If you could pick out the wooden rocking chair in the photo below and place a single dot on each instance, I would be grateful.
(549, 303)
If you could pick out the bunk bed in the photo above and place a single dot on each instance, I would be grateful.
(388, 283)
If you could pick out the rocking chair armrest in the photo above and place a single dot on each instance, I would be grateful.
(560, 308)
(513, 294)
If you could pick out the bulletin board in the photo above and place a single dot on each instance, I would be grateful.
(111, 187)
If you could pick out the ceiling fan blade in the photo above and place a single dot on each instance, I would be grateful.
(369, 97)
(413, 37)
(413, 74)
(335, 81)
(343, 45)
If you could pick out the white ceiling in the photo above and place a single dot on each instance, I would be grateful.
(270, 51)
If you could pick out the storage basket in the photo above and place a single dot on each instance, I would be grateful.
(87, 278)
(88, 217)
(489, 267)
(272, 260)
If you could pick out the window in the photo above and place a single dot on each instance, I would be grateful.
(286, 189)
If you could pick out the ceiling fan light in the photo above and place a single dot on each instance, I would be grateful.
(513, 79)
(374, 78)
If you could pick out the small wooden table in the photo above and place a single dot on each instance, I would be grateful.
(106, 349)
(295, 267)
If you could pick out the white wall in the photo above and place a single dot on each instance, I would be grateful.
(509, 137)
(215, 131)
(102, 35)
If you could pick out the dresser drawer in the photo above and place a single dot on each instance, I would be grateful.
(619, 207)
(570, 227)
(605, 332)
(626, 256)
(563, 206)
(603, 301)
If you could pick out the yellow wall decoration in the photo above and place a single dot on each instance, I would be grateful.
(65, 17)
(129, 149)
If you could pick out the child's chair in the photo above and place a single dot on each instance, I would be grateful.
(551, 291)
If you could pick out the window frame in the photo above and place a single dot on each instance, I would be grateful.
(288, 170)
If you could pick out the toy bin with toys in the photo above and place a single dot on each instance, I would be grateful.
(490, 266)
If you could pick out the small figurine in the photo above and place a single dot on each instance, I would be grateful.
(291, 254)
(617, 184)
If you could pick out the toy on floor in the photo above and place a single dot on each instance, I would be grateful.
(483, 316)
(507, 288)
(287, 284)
* * *
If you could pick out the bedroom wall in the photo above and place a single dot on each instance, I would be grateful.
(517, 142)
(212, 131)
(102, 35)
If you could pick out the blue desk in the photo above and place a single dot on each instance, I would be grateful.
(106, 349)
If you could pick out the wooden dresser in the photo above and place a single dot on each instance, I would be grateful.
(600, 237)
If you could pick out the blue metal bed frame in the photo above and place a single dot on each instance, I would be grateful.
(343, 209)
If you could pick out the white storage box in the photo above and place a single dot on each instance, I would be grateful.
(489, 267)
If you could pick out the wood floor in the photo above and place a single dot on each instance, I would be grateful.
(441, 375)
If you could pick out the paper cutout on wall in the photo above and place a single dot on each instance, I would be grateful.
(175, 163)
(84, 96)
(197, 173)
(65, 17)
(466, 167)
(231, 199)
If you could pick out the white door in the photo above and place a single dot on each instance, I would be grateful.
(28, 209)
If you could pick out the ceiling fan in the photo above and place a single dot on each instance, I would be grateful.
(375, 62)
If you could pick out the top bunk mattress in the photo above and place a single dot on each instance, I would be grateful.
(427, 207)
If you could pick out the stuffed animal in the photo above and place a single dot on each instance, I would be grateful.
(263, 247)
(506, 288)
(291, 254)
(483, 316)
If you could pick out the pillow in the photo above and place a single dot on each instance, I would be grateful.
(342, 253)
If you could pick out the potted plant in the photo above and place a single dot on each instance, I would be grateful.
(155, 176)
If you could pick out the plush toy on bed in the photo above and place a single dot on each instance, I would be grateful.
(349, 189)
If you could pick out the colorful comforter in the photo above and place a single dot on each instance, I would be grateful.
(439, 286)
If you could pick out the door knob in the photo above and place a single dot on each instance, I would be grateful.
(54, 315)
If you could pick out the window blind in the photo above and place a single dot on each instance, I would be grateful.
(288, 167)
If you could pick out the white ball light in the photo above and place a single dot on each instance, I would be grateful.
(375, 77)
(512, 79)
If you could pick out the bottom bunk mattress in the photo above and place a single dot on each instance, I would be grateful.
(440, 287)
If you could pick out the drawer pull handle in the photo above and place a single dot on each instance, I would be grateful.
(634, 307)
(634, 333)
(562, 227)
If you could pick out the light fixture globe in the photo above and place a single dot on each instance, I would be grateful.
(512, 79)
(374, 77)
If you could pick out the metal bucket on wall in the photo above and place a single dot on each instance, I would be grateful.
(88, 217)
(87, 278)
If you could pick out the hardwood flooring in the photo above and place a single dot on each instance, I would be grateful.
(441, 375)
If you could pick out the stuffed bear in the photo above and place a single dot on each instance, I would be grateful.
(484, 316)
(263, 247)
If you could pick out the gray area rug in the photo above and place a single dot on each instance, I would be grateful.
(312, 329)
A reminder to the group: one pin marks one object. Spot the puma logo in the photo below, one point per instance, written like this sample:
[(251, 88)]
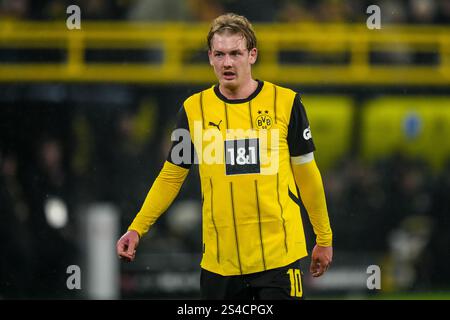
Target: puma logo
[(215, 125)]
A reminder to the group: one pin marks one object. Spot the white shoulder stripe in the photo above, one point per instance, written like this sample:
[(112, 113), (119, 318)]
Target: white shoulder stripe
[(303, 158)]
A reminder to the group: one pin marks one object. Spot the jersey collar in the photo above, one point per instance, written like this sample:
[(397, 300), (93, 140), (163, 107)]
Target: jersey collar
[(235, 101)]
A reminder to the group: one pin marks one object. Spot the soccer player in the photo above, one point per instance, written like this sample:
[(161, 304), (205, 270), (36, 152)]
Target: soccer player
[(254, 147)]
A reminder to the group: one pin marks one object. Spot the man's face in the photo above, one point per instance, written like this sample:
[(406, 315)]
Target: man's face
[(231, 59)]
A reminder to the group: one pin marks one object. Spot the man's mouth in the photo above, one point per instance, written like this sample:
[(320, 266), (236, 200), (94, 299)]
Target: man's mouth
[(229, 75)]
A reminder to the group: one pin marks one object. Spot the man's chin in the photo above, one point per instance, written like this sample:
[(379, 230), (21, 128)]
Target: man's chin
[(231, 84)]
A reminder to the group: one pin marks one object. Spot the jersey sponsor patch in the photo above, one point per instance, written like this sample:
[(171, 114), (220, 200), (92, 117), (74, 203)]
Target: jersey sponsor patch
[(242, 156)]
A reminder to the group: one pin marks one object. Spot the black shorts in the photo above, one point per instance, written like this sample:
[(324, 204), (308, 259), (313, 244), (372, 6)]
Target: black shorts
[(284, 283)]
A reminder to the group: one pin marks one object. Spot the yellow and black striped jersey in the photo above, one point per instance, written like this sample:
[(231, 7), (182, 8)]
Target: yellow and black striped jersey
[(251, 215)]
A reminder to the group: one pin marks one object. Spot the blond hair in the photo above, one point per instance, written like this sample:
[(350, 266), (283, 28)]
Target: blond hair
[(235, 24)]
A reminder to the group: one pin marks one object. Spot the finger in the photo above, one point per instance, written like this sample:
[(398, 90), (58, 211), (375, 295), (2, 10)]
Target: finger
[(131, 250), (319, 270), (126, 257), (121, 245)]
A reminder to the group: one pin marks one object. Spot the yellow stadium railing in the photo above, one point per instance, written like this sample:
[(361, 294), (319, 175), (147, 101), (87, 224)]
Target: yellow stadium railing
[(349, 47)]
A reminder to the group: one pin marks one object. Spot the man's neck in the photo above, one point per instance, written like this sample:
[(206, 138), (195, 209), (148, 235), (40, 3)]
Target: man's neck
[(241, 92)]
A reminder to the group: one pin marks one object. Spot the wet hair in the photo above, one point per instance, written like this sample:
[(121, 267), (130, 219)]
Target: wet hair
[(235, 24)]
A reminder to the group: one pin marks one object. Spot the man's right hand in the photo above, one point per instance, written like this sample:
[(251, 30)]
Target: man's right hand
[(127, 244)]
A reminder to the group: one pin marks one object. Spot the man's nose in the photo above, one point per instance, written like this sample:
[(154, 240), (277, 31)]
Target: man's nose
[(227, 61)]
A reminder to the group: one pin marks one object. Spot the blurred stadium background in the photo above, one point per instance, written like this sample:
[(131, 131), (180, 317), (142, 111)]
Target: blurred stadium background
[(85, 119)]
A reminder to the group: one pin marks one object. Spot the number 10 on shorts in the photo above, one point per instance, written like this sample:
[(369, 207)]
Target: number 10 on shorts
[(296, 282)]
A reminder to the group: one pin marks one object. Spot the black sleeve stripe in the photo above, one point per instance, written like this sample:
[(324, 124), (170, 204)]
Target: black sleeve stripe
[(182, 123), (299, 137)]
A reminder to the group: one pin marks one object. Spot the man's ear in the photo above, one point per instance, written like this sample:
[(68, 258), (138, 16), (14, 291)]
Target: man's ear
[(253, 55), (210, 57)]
---
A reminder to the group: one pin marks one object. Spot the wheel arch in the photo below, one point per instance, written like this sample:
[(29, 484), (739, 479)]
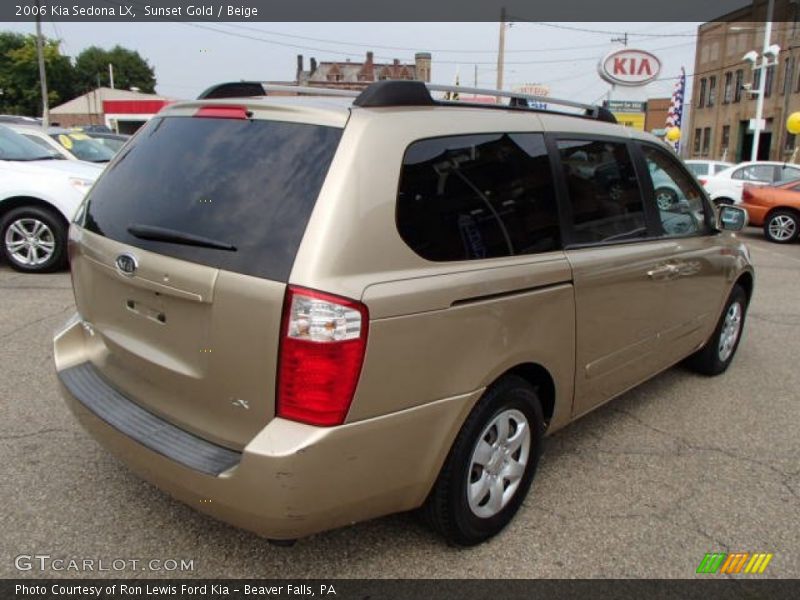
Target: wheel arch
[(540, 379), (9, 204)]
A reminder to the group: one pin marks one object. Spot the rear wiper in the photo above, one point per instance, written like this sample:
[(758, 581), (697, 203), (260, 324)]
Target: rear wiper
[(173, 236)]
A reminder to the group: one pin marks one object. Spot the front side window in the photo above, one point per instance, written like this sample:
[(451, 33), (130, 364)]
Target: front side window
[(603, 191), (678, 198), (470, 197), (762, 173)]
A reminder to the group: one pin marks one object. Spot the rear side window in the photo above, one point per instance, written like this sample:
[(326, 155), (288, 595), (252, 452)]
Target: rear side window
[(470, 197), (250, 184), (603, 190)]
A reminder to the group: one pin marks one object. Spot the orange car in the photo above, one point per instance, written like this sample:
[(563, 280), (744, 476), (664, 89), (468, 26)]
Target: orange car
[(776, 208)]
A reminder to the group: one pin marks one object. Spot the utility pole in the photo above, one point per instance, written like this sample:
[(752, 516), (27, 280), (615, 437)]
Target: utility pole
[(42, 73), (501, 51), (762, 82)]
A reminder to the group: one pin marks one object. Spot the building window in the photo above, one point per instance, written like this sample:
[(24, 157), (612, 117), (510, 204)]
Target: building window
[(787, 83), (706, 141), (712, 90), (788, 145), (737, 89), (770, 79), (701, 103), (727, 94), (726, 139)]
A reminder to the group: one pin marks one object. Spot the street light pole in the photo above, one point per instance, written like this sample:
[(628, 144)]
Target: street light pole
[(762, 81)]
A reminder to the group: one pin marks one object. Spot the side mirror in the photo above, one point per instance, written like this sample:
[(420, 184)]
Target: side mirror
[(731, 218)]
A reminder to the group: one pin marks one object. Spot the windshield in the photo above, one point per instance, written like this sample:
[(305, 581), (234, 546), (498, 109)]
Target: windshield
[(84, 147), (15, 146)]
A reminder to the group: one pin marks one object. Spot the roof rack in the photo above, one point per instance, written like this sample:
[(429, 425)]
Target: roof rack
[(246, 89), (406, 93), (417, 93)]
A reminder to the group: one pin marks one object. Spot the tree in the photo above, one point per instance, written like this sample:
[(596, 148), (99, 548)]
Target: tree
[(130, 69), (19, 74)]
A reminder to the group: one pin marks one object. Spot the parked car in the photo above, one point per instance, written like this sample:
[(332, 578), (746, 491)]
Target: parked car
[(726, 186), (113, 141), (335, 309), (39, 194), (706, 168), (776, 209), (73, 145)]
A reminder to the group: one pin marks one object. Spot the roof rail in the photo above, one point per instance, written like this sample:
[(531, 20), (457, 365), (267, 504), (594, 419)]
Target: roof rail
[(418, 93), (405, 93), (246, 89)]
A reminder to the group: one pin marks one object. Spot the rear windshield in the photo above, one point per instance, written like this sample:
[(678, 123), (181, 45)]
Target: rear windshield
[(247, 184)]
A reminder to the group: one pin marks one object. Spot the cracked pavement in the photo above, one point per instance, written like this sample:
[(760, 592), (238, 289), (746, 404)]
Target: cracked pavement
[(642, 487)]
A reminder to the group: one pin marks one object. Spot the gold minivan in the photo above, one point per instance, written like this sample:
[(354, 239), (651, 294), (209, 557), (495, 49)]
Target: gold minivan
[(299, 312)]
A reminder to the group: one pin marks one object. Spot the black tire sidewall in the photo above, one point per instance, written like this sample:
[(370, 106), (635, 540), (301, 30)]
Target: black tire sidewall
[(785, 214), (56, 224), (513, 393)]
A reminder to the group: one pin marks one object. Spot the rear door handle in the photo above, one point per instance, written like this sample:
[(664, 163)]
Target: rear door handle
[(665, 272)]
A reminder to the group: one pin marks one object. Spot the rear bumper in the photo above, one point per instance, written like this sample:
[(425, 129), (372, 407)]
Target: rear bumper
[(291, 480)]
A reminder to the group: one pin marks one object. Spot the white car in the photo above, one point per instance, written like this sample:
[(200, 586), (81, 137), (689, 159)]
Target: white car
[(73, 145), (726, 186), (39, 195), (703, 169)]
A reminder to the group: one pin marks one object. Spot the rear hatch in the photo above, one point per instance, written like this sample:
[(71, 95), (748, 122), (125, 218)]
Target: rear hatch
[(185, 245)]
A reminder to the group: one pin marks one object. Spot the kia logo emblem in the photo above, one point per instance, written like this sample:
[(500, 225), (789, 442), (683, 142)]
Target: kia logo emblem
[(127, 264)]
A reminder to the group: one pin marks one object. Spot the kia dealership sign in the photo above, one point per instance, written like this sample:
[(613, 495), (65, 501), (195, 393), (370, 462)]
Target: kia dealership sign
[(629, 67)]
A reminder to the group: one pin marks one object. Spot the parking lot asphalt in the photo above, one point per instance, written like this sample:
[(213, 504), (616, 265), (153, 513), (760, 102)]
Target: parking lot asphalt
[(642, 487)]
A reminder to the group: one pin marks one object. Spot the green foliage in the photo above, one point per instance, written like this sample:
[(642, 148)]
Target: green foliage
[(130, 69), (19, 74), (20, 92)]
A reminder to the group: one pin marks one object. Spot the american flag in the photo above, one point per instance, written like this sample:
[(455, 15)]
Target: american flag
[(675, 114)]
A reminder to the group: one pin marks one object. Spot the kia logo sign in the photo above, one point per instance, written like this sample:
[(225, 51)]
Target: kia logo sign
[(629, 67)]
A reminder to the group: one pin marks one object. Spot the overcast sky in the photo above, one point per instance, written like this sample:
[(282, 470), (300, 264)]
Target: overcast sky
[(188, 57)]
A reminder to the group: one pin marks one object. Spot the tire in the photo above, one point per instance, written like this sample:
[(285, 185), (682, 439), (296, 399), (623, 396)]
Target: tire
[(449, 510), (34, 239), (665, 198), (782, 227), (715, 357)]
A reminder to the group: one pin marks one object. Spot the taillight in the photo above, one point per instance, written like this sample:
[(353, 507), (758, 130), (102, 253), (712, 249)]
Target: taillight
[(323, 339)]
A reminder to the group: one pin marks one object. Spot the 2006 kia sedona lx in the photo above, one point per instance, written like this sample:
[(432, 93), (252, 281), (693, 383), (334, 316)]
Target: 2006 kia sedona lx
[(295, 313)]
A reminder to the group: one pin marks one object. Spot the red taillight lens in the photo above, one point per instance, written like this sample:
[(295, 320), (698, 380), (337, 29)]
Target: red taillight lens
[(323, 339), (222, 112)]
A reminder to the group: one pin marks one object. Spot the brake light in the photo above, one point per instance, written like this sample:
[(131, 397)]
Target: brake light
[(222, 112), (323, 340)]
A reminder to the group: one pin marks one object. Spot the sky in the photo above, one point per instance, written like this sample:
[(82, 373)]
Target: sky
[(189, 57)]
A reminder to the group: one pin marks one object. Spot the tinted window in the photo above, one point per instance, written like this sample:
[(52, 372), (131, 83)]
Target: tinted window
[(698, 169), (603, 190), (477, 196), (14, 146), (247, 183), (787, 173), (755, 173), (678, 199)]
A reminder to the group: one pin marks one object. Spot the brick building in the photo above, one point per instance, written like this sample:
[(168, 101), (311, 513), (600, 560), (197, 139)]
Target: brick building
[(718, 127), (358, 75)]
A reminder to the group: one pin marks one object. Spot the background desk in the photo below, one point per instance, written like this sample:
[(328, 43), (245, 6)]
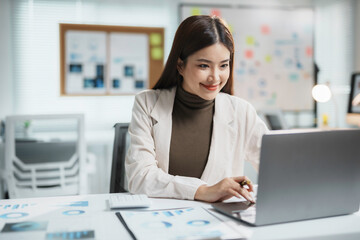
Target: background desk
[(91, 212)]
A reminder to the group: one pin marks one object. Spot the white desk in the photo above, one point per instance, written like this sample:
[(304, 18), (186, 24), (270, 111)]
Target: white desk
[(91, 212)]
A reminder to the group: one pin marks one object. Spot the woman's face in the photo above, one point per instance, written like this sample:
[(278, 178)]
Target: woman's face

* _Work instruction_: Go through the material and say how many lines include "woman". The number alone will do.

* _Answer to the problem_: 2